* **TEXT BLOCK**:
● ● ● ●

41

I've researched a bit and it seems that the common wisdom says that structs should be under 16 bytes because otherwise they incur a performance penalty for copying. With C#7 and ref return it became quite easy to completely avoid copying structs altogether. I assume that as the struct size gets smaller, passing by ref has more overhead that just copying the value.

Is there a rule of thumb about when passing structs by value becomes faster than by ref? What factors affect this? (Struct size, process bitness, etc.)

More context

I'm working on a game with the vast majority of data represented as contiguous arrays of structs for maximum cache-friendliness. As you might imagine, passing structs around is quite common in such a scenario. I'm aware that profiling is the only real way of determining the performance implications of something. However, I'd like to understand the theoretical concepts behind it and hopefully write code with that understanding in mind and profile only the edge cases.

Also, please note that I'm not asking about best practices or the sanity of passing everything by ref. I'm aware of "best practices" and implications and I deliberately choose not to follow them.

Addressing the "duplicate" tag

Performance of pass by value vs. pass by reference in C# .NET - This question discusses passing a reference type by ref which is completely different to what I'm asking.

In .Net, when if ever should I pass structs by reference for performance reasons? - The second question touches the subject a bit, but it's about a specific size of the struct.

To answer the questions from Eric Lippert's article:

Do you really need to answer that question? Yes I do. Because it'll affect how I write a lot of code.

Is that really the bottleneck? Probably not. But I'd still like to know since that's the data access pattern for 99% of the program. In my mind this is similar to choosing the correct data structure.

Is the difference relevant? It is. Passing large structs by ref is faster. I'm just trying to understand the limits of this.

What is this “faster” you speak of? As in giving less work to the CPU for the same task.

Are you looking at the big picture? Yes. As previously stated, it affects how I write the whole thing.

I know I could measure a lot of different combinations. And what does that tell me? That X is faster thatn Y on my combination of [.NET Version, process bitness, OS, CPU]. What about Linux? What about Android? What about iOS? Should I benchmark all permutations on all possible hardware/software combinations?

I don't think that's a viable strategy. Therefore I ask here where hopefully someone who knows a lot about CLR/JIT/ASM/CPU can tell me how that works so I can make informed decisions when writing code.

● ● ● ●

* **RAW RECORDS**:
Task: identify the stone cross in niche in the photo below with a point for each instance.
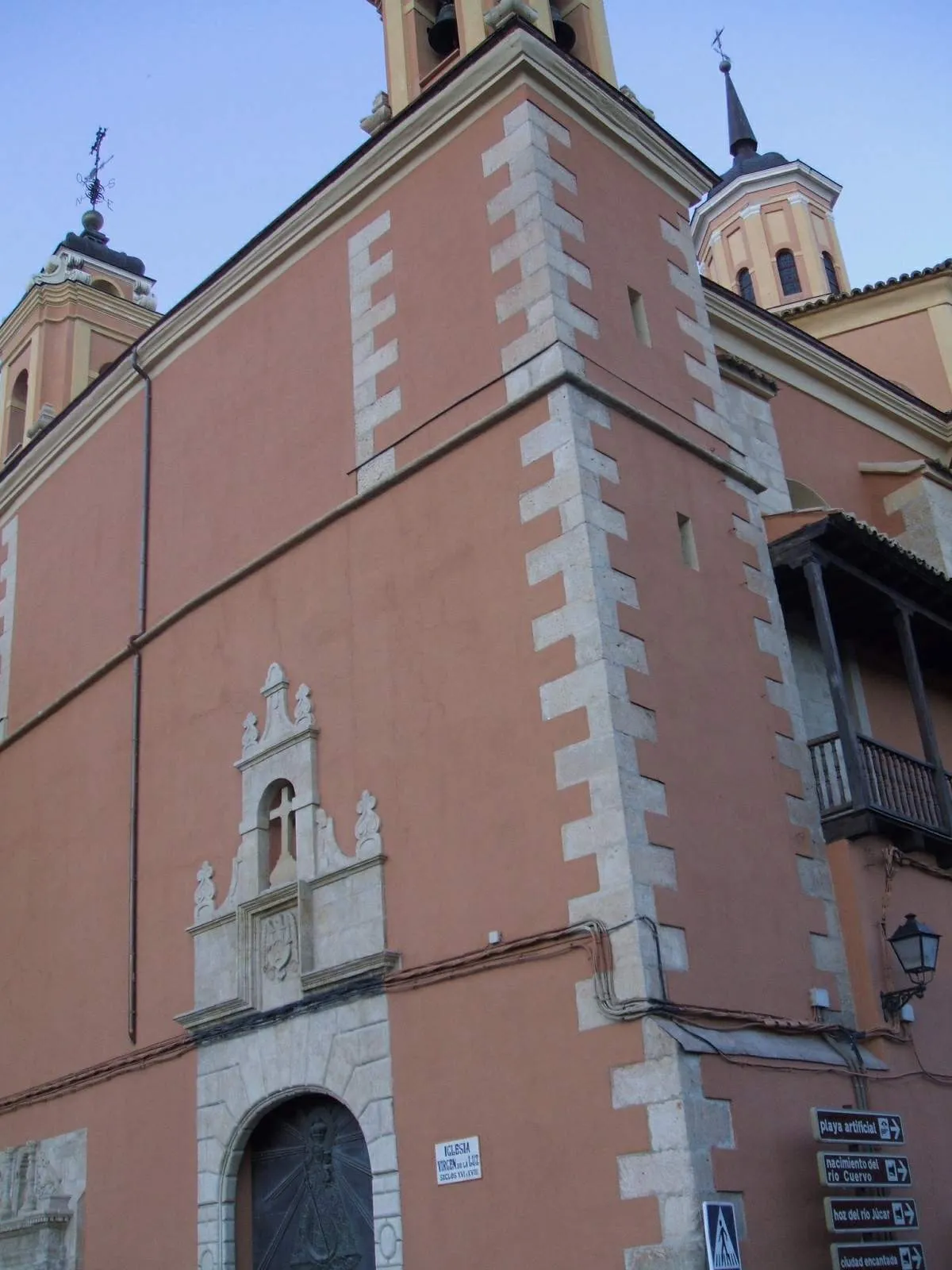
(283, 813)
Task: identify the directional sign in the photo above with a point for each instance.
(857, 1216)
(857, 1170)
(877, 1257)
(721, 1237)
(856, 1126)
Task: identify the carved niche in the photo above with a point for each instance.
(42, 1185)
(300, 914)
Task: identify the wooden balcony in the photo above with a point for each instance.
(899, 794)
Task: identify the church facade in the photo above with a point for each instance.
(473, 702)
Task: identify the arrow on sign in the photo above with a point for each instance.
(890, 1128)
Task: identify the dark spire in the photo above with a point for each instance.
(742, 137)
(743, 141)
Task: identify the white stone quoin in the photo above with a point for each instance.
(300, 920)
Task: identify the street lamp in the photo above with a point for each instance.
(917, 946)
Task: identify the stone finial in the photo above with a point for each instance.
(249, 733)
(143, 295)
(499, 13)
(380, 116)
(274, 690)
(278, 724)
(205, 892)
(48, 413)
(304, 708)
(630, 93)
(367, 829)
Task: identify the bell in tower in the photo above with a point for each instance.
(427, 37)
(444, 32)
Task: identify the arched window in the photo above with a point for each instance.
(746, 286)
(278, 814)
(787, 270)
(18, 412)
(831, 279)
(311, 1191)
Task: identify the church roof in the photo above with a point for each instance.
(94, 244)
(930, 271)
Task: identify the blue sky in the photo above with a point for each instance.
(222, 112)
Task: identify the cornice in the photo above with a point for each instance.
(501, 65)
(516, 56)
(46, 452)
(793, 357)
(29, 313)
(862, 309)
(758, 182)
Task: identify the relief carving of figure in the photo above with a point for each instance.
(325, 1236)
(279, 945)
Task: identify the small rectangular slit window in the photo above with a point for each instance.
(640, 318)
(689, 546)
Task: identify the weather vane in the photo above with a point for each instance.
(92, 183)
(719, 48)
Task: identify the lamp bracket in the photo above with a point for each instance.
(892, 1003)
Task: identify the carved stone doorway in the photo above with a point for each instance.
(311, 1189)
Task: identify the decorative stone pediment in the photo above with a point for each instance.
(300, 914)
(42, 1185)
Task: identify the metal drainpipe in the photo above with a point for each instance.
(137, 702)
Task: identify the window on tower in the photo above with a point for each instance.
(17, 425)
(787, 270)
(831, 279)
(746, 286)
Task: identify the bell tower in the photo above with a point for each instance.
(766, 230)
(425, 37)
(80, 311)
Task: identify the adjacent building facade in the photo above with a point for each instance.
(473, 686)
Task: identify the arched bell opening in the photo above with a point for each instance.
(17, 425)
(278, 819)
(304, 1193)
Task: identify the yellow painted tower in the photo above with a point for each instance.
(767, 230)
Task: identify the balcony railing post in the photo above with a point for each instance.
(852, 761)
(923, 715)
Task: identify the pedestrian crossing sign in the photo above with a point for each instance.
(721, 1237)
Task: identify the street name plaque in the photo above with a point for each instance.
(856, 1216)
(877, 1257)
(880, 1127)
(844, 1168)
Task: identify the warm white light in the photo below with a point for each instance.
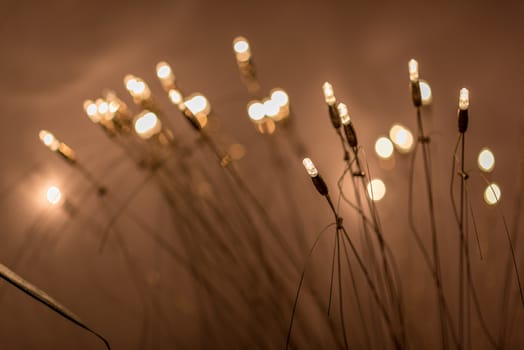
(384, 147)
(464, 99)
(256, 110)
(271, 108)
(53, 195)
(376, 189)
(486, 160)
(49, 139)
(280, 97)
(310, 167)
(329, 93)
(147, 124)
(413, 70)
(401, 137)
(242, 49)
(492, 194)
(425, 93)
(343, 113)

● ● ● ●

* **REQUIRED TASKS**:
1. Answer from the text on passing structs by value or by ref:
(a) What size does common wisdom say structs should stay under?
(b) How is most of the game's data represented?
(c) What share of the program follows that data access pattern?
2. Please translate this sentence from the text on passing structs into Spanish: "I'm working on a game with the vast majority of data represented as contiguous arrays of structs for maximum cache-friendliness."

* **WRITTEN ANSWERS**:
1.
(a) 16 bytes.
(b) As contiguous arrays of structs.
(c) 99%.

2. Estoy trabajando en un juego en el que la gran mayoría de los datos se representa como arreglos contiguos de structs para lograr el máximo aprovechamiento de la caché.